Set problem: Format the records below as a Markdown table with two columns, Row and Line. Each non-blank line gets its own row, numbered in order.

Entries shown:
<<<<

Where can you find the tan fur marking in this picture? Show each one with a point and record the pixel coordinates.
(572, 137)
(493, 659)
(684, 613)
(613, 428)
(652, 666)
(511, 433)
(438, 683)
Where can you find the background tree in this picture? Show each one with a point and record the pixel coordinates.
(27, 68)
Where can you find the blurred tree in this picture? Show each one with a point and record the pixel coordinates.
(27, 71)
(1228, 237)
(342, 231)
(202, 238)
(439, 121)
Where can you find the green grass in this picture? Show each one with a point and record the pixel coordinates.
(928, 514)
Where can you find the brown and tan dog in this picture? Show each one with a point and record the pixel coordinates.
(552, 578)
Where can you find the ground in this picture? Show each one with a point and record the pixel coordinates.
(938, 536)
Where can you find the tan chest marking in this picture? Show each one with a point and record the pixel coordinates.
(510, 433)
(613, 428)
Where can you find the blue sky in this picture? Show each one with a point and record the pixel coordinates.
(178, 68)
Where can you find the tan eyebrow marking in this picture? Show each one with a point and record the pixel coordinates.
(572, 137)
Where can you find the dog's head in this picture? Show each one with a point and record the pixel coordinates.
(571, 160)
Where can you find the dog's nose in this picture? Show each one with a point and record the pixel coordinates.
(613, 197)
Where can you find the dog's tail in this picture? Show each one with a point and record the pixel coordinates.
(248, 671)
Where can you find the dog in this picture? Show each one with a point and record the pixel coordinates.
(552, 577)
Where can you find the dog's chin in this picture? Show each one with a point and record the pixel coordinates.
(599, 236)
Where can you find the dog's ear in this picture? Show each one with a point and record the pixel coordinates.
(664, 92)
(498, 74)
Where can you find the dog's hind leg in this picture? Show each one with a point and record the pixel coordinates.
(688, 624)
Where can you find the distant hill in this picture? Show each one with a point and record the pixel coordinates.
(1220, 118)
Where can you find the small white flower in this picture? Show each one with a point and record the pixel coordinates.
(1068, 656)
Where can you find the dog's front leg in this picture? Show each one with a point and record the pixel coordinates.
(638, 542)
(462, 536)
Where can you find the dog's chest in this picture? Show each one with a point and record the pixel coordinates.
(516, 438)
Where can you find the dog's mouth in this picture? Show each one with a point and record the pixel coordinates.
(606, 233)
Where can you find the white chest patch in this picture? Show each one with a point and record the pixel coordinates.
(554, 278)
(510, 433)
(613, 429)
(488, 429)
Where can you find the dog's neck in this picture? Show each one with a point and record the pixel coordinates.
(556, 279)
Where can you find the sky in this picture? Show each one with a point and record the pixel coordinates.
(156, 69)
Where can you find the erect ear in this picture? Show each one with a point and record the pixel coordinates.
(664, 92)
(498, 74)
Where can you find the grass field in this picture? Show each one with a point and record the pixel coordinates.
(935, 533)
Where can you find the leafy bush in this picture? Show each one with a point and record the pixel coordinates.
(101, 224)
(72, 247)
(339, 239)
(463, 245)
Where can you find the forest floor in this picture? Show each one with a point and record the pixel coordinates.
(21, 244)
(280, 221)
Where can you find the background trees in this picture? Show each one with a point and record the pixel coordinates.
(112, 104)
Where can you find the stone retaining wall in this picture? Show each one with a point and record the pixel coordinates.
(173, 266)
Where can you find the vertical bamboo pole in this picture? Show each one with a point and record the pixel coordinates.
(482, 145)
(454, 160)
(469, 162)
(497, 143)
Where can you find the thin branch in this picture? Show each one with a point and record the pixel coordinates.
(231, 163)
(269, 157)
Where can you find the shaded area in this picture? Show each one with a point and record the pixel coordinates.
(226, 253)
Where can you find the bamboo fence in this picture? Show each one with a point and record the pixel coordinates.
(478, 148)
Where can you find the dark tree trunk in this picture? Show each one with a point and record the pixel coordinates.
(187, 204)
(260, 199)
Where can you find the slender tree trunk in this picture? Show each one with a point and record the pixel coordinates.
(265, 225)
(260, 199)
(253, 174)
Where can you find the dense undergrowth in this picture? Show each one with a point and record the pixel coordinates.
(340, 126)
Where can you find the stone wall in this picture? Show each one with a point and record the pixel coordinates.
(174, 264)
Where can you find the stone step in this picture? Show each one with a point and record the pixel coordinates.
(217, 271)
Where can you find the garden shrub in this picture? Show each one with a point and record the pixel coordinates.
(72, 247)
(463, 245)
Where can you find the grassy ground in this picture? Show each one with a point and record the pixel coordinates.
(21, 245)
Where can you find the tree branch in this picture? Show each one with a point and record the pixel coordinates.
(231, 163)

>>>>

Solved problem:
| Row | Line |
|---|---|
| 1 | Where can you find the tan fur marking in this picture? Show each one with a point and record the pixel coordinates. |
| 2 | (572, 137) |
| 3 | (493, 659) |
| 4 | (684, 613) |
| 5 | (613, 428) |
| 6 | (652, 666) |
| 7 | (511, 433) |
| 8 | (438, 683) |
| 9 | Where can you find the background tree in this picture? Show each one with a point and record the pixel coordinates. |
| 10 | (27, 68) |
| 11 | Where can you find the blurred tree in this picture? Show each one with a point and record the pixel coordinates. |
| 12 | (27, 71) |
| 13 | (1228, 237) |
| 14 | (342, 231) |
| 15 | (202, 238) |
| 16 | (439, 121) |
| 17 | Where can you find the green grass in this picture? Show each one with a point and record the pixel coordinates. |
| 18 | (928, 514) |
| 19 | Where can you find the brown and tan dog in this picture? Show each one with a point and record the pixel coordinates. |
| 20 | (552, 578) |
| 21 | Where can you find the ground in this picture? Show each one with a point and record the pixel coordinates. |
| 22 | (938, 536) |
| 23 | Where can you find the tan chest marking in this picture? Show each one with a point and record the pixel coordinates. |
| 24 | (510, 433) |
| 25 | (613, 428) |
| 26 | Where can you find the blue sky in this picture? Show each one with a point and record the pixel coordinates. |
| 27 | (178, 68) |
| 28 | Where can you find the tan eyebrow marking in this picture? Show each one with a point and record the pixel coordinates. |
| 29 | (572, 137) |
| 30 | Where can you find the dog's head in this picture? Show each one with a point and record the pixel coordinates. |
| 31 | (571, 160) |
| 32 | Where can you find the dog's nose in this picture? Show each one with a point and record the pixel coordinates. |
| 33 | (613, 197) |
| 34 | Where can you find the dog's tail in this picture? Show each one with a point and record the pixel coordinates. |
| 35 | (248, 671) |
| 36 | Where can you find the dog in this picture? Show each one with a point and record the pixel coordinates. |
| 37 | (552, 577) |
| 38 | Where can you find the dog's chin in this picture? Show each one with a point and record the pixel coordinates. |
| 39 | (599, 236) |
| 40 | Where can you find the dog's ear in this picture? Show each one with a point and record the pixel coordinates. |
| 41 | (664, 92) |
| 42 | (498, 74) |
| 43 | Where can you find the dog's hind leg in this picture? Show each one with a point and record the pixel coordinates. |
| 44 | (688, 624) |
| 45 | Where can you find the distant hill in this picture? Show each one with a point and record the pixel coordinates. |
| 46 | (1220, 118) |
| 47 | Where can you find the small white flower in this picture? Show each one with a point and record the pixel coordinates. |
| 48 | (1068, 656) |
| 49 | Where can you find the dog's front leg in this picture? Show each one with a point and record the pixel coordinates. |
| 50 | (638, 542) |
| 51 | (462, 536) |
| 52 | Where can you find the dog's chest in this picture? Show each one with a point and record the pixel coordinates. |
| 53 | (516, 438) |
| 54 | Where can you find the dog's mouth in this picture? Show each one with a point and record the pixel coordinates. |
| 55 | (606, 233) |
| 56 | Where can you find the white chest patch in this picture? Show each one with a point and record the pixel coordinates. |
| 57 | (554, 278) |
| 58 | (510, 433) |
| 59 | (613, 429) |
| 60 | (488, 429) |
| 61 | Where can you find the dog's neck in this picture? Show each one with a point and record the pixel coordinates. |
| 62 | (556, 279) |
| 63 | Where can you find the sky in this picture? Show each one with a point and record the pixel coordinates. |
| 64 | (156, 69) |
| 65 | Where can you find the erect ear in this picture? Show each one with a point and record the pixel coordinates. |
| 66 | (664, 92) |
| 67 | (498, 74) |
| 68 | Where can you find the grass field in this picture? Show each one with a point and record the pixel coordinates. |
| 69 | (935, 533) |
| 70 | Where can you find the leafy bush in this picture? Show each one with a point and record the pixel coordinates. |
| 71 | (101, 224) |
| 72 | (72, 247) |
| 73 | (339, 239) |
| 74 | (463, 245) |
| 75 | Where can you find the forest floor in this picture? Show each one with a point and record the pixel coordinates. |
| 76 | (21, 244) |
| 77 | (280, 221) |
| 78 | Where can you find the background trees in this picture? Show each one with a point and record the pixel coordinates. |
| 79 | (112, 104) |
| 80 | Where can you find the stone retaining wall in this picture? Show each one with a point and record the pixel coordinates. |
| 81 | (173, 266) |
| 82 | Where can you find the vertical bamboo pole in this picture? Show each one with a point and record the pixel coordinates. |
| 83 | (482, 145) |
| 84 | (454, 160) |
| 85 | (469, 162) |
| 86 | (497, 143) |
| 87 | Where can you find the thin branch in this picture? Show each one with a point and record the pixel coordinates. |
| 88 | (231, 163) |
| 89 | (269, 157) |
| 90 | Where can you find the shaded area in this picture? Show each one with a point and record the pixel coordinates. |
| 91 | (226, 253) |
| 92 | Where can you find the bamboo fence in this picture? Show each one with a point and record the pixel coordinates. |
| 93 | (478, 148) |
| 94 | Where can you find the dark tree trunk in this picture? Show each one with a point and record the pixel coordinates. |
| 95 | (187, 204) |
| 96 | (260, 199) |
| 97 | Where can you find the slender tree trunk in this picture? Show each one with a point and record the pixel coordinates. |
| 98 | (265, 225) |
| 99 | (260, 199) |
| 100 | (253, 174) |
| 101 | Where can you find the dense undergrowth in this picture? Show each one with a point and record the pixel coordinates. |
| 102 | (340, 126) |
| 103 | Where can you find the stone wall in this picture? Show each one with a point and record the pixel coordinates. |
| 104 | (174, 264) |
| 105 | Where can you find the stone step in this picture? Show each one with a point and record the pixel coordinates. |
| 106 | (217, 271) |
| 107 | Where can you find the garden shrub in this picture? Show each one with a point and record the pixel coordinates. |
| 108 | (72, 247) |
| 109 | (463, 245) |
| 110 | Where can you find the grassy ground in this picture? Show each one with a point and record the pixel coordinates. |
| 111 | (21, 245) |
| 112 | Where can you find the tree branch in this picture? Show each one with a point and record the pixel coordinates. |
| 113 | (231, 163) |